- **Data entries**:

═══

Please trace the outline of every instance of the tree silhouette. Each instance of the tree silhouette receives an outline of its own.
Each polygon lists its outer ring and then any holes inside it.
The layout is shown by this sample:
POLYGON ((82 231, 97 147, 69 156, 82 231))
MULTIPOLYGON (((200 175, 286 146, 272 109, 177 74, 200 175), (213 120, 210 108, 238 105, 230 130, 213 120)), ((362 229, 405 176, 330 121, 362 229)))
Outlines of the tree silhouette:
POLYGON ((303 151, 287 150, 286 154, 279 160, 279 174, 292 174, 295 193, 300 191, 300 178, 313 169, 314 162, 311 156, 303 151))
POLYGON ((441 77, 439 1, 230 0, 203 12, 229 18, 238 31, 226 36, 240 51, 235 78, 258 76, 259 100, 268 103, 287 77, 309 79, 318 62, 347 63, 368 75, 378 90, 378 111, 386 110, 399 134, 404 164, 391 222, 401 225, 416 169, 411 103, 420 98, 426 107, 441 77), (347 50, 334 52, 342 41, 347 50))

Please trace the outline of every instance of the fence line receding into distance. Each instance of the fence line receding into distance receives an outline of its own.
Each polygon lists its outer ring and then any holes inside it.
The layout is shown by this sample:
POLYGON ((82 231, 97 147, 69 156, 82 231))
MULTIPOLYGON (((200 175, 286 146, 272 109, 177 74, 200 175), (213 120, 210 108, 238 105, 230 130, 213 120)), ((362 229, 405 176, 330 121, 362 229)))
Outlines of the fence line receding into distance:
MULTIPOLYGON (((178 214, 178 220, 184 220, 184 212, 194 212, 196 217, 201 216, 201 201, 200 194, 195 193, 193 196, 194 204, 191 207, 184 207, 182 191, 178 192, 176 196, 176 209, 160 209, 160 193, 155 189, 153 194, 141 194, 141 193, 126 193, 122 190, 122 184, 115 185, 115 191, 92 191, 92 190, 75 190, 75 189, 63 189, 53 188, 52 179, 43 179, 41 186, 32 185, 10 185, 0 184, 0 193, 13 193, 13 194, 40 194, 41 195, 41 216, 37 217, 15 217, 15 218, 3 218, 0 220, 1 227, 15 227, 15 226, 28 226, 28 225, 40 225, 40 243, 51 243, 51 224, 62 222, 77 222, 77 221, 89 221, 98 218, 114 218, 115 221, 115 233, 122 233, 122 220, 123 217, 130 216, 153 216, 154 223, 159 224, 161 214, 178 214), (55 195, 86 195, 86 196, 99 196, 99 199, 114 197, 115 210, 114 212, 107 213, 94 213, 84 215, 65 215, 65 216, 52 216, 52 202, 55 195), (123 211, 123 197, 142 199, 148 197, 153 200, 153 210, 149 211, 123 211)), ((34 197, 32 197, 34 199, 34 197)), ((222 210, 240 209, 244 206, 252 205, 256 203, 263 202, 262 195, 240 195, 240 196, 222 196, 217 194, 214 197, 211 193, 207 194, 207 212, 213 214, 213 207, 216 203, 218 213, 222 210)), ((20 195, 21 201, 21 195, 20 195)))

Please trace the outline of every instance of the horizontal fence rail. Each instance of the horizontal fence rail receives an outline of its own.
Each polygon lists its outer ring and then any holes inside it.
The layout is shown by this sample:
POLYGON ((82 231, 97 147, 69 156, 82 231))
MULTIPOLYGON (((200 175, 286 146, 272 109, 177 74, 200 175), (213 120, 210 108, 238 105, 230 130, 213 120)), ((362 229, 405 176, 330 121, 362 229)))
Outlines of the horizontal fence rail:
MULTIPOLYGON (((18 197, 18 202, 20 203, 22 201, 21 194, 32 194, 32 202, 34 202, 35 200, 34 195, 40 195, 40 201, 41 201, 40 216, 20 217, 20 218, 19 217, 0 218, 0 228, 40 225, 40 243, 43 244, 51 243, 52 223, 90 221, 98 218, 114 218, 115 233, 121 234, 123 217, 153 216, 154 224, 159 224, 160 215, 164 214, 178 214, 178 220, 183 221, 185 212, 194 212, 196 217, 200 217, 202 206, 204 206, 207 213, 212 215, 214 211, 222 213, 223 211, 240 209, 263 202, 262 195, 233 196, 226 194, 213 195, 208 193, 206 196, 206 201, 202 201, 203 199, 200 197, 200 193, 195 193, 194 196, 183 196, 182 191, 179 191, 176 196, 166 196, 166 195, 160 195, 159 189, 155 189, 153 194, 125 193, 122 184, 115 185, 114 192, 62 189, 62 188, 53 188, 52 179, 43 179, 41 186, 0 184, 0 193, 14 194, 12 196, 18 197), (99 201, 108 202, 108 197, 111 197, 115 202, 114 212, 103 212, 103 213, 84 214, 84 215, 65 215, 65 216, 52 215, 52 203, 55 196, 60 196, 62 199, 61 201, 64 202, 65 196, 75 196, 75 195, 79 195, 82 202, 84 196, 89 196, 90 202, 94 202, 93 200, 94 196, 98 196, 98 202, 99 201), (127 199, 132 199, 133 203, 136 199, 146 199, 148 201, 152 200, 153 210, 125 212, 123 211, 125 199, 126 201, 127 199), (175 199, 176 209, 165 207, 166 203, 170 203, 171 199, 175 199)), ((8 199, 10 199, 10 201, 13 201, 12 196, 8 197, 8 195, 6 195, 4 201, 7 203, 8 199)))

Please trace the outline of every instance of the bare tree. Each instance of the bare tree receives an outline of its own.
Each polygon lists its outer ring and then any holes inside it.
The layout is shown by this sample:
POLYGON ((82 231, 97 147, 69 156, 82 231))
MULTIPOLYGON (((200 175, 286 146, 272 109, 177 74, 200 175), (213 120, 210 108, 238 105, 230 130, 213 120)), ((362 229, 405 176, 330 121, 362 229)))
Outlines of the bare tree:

═══

- **PROBLEM STATEMENT**:
Arrange all the rows above as a Markdown table with the columns No and Entry, giving each row's number under No and its line under Entry. Leave out the blank lines.

- **RESPONSE TO THIS TASK**:
| No | Entry |
|---|---|
| 1 | Please trace the outline of every instance of the tree silhouette. Each instance of the tree silhouette receives an outline of its own. |
| 2 | Each polygon lists its outer ring and then any holes inside it. |
| 3 | The layout is shown by this sample: |
| 4 | POLYGON ((82 231, 97 147, 69 156, 82 231)) |
| 5 | MULTIPOLYGON (((200 175, 286 146, 272 109, 177 74, 200 175), (213 120, 210 108, 238 105, 230 130, 213 120)), ((362 229, 405 176, 330 121, 362 229))) |
| 6 | Outlines of the tree silhouette: |
| 7 | POLYGON ((303 151, 287 150, 286 154, 279 160, 279 174, 292 174, 295 193, 300 191, 300 178, 313 169, 314 162, 311 156, 303 151)) |
| 8 | POLYGON ((441 77, 439 1, 230 0, 203 12, 229 18, 238 31, 226 36, 240 51, 235 78, 258 76, 259 100, 268 103, 287 77, 309 79, 318 62, 347 63, 368 75, 378 90, 378 111, 386 110, 399 134, 404 164, 391 222, 401 225, 416 169, 411 103, 420 98, 426 107, 441 77), (347 50, 334 52, 342 41, 347 50)) |
| 9 | Please trace the outline of every instance of the fence line receding into distance. Each instance of the fence line receding into distance receives an outline of its own. |
| 10 | Each polygon lists its outer ring and then any holes inside it. |
| 11 | The layout is shown by this sample: |
| 12 | POLYGON ((82 231, 97 147, 69 156, 82 231)) |
| 13 | MULTIPOLYGON (((200 175, 286 146, 272 109, 177 74, 200 175), (213 120, 210 108, 238 105, 230 130, 213 120)), ((362 229, 405 176, 330 121, 362 229))) |
| 14 | Outlines of the fence line receding into distance: |
| 15 | MULTIPOLYGON (((178 214, 178 220, 184 220, 184 212, 194 212, 196 217, 201 216, 201 201, 200 194, 195 193, 193 196, 194 204, 191 207, 184 207, 182 191, 178 192, 176 196, 176 209, 160 209, 160 193, 155 189, 153 194, 141 194, 141 193, 126 193, 122 190, 122 184, 115 185, 115 191, 92 191, 92 190, 75 190, 75 189, 63 189, 53 188, 52 179, 43 179, 41 186, 32 185, 10 185, 0 184, 0 193, 13 193, 13 194, 40 194, 41 195, 41 216, 37 217, 15 217, 15 218, 3 218, 0 220, 1 227, 15 227, 15 226, 28 226, 28 225, 40 225, 40 243, 51 243, 51 224, 62 222, 77 222, 77 221, 89 221, 98 218, 114 218, 115 221, 115 233, 122 233, 122 220, 123 217, 130 216, 153 216, 154 223, 159 224, 161 214, 178 214), (55 195, 86 195, 86 196, 99 196, 99 199, 114 197, 115 210, 114 212, 107 213, 94 213, 84 215, 65 215, 65 216, 52 216, 52 202, 55 195), (123 211, 123 197, 142 199, 148 197, 153 200, 153 210, 149 211, 123 211)), ((34 197, 32 197, 34 199, 34 197)), ((222 210, 240 209, 244 206, 252 205, 256 203, 263 202, 262 195, 240 195, 240 196, 222 196, 217 194, 214 197, 211 193, 207 194, 207 212, 213 214, 213 207, 216 203, 218 213, 222 210)), ((20 195, 21 201, 21 195, 20 195))) |
| 16 | Please trace the outline of every instance of the horizontal fence rail. Each instance of the horizontal fence rail receives an outline of its own. |
| 17 | Each polygon lists its outer ring and then any holes inside it. |
| 18 | The layout is shown by this sample: |
| 19 | POLYGON ((82 231, 97 147, 69 156, 82 231)) |
| 20 | MULTIPOLYGON (((200 175, 286 146, 272 109, 177 74, 200 175), (213 120, 210 108, 238 105, 230 130, 213 120)), ((362 229, 405 176, 330 121, 362 229))) |
| 21 | Outlines of the horizontal fence rail: |
| 22 | MULTIPOLYGON (((18 197, 18 202, 20 203, 22 201, 21 194, 32 194, 32 202, 34 202, 35 200, 34 195, 40 195, 40 201, 41 201, 40 216, 20 217, 20 218, 19 217, 0 218, 0 228, 40 225, 40 243, 43 244, 51 243, 52 223, 90 221, 98 218, 114 218, 115 233, 121 234, 123 217, 153 216, 154 224, 159 224, 160 215, 164 214, 178 214, 178 220, 183 221, 185 212, 194 212, 196 217, 200 217, 202 206, 204 206, 207 213, 212 215, 214 211, 222 213, 223 211, 240 209, 263 202, 262 195, 233 196, 226 194, 213 195, 208 193, 206 196, 206 201, 202 201, 203 199, 200 197, 200 193, 195 193, 194 196, 183 196, 182 191, 179 191, 176 196, 166 196, 166 195, 160 195, 159 189, 155 189, 153 194, 125 193, 122 184, 115 185, 114 192, 62 189, 62 188, 53 188, 52 179, 43 179, 41 186, 0 184, 0 193, 14 194, 12 196, 18 197), (99 201, 108 202, 108 197, 111 197, 115 202, 114 212, 103 212, 103 213, 84 214, 84 215, 65 215, 65 216, 52 215, 52 203, 55 196, 60 196, 62 199, 61 201, 64 202, 65 196, 75 196, 75 195, 79 195, 82 202, 84 196, 89 196, 90 202, 94 202, 93 200, 94 196, 98 196, 98 202, 99 201), (127 199, 132 199, 133 203, 136 199, 146 199, 148 201, 152 200, 153 210, 125 212, 123 211, 125 199, 126 201, 127 199), (175 199, 176 209, 165 207, 166 203, 170 203, 171 199, 175 199)), ((8 199, 10 199, 10 201, 13 201, 12 196, 8 197, 8 195, 6 195, 4 201, 7 203, 8 199))) |
| 23 | Please trace the outline of every instance of the bare tree. Each instance of the bare tree receives an outline of its own. |
| 24 | Each polygon lists its outer ring and then any holes inside it. |
| 25 | The layout is shown by this sample: |
| 26 | POLYGON ((82 231, 97 147, 69 156, 82 231)) |
| 27 | MULTIPOLYGON (((200 175, 286 146, 272 109, 177 74, 200 175), (213 120, 210 108, 238 105, 230 130, 213 120)), ((362 229, 405 176, 330 121, 362 229))) |
| 28 | Outlines of the bare tree: |